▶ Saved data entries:
········
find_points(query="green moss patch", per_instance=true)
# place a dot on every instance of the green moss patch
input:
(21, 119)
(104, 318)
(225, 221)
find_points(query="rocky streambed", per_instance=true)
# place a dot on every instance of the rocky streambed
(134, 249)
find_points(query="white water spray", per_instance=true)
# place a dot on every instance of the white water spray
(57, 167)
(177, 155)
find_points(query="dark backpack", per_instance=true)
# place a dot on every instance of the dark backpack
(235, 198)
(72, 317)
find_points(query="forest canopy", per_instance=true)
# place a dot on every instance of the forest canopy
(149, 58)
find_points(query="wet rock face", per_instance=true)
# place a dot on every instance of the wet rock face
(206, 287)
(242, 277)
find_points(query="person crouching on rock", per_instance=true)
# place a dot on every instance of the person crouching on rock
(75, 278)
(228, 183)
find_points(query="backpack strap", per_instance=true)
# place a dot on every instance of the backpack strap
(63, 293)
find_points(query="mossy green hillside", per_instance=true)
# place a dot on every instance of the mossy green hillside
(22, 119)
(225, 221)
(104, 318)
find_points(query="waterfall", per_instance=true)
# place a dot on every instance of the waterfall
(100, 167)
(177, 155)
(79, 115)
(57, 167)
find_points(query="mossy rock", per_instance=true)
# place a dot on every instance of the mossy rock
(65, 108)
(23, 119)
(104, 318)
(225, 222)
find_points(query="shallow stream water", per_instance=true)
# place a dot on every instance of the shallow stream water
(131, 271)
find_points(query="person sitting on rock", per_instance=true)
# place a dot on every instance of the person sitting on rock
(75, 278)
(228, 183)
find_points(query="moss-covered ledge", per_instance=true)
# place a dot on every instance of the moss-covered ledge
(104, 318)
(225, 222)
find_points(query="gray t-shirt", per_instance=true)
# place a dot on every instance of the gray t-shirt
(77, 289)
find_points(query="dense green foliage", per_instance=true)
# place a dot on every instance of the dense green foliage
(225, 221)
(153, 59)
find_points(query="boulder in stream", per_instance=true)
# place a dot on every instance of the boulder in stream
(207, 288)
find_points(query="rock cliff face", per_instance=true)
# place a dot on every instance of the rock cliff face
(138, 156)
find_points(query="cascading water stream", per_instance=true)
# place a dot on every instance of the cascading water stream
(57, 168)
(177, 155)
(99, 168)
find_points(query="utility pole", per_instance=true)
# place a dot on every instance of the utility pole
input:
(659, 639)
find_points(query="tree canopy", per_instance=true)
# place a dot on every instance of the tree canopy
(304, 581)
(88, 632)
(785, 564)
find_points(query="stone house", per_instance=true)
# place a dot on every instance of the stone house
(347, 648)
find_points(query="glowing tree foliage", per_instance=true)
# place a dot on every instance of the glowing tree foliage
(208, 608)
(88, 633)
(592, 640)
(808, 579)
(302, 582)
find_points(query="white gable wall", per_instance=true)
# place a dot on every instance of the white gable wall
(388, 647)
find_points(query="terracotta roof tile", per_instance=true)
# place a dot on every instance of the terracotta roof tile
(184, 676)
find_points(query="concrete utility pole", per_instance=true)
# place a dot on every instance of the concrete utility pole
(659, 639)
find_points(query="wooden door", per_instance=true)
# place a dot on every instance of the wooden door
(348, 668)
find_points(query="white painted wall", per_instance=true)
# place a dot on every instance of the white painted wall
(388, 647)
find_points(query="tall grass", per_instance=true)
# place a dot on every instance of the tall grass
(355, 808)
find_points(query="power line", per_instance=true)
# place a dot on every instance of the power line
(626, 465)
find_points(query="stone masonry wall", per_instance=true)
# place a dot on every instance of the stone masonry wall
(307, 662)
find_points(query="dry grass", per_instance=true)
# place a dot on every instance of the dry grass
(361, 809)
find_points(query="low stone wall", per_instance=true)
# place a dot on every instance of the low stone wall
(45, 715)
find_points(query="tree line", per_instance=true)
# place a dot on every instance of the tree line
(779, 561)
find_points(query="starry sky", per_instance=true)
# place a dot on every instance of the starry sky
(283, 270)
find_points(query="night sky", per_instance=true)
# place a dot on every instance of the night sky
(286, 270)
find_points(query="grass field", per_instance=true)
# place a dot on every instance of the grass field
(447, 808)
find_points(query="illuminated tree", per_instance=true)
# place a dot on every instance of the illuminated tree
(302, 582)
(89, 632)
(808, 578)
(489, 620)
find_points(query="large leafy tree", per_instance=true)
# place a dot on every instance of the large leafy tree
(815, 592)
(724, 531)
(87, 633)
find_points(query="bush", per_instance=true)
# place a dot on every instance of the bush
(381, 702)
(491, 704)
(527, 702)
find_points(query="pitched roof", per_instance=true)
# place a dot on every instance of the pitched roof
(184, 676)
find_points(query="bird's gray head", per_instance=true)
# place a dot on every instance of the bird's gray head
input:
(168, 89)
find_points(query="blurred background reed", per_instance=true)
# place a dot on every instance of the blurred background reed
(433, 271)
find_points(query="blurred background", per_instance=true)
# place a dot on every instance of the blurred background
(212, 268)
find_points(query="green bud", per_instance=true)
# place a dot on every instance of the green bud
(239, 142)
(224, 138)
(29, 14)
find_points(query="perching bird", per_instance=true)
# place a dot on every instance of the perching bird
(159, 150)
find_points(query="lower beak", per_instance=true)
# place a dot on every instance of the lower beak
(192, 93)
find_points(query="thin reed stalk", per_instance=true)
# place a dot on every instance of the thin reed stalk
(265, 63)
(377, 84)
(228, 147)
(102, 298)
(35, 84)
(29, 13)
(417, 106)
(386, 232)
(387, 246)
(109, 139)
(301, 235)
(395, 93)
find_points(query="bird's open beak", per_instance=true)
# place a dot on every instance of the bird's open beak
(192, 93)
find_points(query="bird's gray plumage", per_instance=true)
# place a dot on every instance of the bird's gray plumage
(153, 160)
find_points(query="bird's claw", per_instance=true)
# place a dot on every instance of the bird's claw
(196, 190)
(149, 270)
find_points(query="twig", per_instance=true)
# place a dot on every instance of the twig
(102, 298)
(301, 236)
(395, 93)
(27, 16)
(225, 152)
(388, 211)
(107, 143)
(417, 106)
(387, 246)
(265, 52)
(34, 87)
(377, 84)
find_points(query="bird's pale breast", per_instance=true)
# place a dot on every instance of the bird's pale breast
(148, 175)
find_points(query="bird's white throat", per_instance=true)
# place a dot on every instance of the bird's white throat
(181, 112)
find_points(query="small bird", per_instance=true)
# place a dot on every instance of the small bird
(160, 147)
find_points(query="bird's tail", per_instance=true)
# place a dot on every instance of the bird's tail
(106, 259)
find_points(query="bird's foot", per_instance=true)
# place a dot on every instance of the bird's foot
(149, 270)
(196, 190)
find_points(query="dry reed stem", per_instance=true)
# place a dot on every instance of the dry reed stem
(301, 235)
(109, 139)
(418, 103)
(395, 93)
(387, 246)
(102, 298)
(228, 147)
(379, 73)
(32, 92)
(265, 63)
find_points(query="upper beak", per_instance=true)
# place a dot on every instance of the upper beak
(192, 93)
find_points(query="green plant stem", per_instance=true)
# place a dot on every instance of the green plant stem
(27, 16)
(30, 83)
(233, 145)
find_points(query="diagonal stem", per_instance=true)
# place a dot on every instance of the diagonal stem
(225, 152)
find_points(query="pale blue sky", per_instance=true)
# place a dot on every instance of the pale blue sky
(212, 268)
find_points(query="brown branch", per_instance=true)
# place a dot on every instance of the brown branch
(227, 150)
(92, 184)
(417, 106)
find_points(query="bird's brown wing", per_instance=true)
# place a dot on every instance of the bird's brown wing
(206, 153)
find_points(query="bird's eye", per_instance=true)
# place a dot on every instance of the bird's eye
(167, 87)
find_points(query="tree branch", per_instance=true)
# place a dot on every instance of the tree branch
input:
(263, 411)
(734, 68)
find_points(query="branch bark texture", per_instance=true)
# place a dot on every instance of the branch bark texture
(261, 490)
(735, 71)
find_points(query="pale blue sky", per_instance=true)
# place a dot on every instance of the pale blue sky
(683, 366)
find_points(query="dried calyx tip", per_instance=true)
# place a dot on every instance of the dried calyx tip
········
▶ Problem statement:
List every line in the items that contains the word "thin", with case counting.

▶ Finished exercise:
find_points(query="thin reed stalk", per_instance=true)
# place a dot on every instance of the thin reed stalk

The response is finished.